Exercise instructions: Please copy the material below exactly, starting with the line that contains "Where can you see the gold" and going on through the last line of the material.

Records provided:
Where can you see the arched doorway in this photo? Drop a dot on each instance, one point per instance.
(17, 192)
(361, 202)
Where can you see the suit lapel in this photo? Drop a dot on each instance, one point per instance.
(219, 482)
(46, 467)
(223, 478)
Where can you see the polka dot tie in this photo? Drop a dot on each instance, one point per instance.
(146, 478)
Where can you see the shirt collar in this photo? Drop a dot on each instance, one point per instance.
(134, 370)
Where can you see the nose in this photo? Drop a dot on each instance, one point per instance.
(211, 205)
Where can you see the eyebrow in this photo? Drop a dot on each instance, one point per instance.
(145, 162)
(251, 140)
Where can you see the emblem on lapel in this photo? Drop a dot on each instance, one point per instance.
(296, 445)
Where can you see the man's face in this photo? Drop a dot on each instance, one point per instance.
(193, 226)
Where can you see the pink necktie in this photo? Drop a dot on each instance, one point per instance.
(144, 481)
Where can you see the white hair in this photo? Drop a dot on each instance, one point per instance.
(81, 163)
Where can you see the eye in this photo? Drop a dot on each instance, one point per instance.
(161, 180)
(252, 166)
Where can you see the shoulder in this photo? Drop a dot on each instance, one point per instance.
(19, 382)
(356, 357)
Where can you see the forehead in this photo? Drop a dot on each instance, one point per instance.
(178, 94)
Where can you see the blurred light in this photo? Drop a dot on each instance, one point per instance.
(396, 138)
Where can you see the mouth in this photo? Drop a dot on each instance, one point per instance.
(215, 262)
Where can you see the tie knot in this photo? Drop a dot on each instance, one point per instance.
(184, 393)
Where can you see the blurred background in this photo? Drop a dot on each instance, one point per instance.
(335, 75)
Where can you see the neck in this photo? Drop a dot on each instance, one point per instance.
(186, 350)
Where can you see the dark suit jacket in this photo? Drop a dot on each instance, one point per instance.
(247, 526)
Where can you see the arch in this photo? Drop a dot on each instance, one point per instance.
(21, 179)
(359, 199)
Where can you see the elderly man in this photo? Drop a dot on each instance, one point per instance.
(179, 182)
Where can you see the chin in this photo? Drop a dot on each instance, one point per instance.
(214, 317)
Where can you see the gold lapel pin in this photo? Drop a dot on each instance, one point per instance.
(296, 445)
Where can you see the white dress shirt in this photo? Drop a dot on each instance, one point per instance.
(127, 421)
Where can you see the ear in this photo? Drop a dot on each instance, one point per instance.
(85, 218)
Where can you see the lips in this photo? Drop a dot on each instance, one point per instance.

Solution for this problem:
Where can you see the gold lapel pin in this photo? Drop a dot on each instance, one point per instance.
(296, 445)
Where can you see the white dress shirt in this photo? Drop a dot on each instance, one point per instance.
(127, 421)
Where can you see the ear in this photo? Drop a dot on each instance, one point per instance.
(85, 218)
Where can you see the lips in this photo? Drop a dot on each instance, one point per instance.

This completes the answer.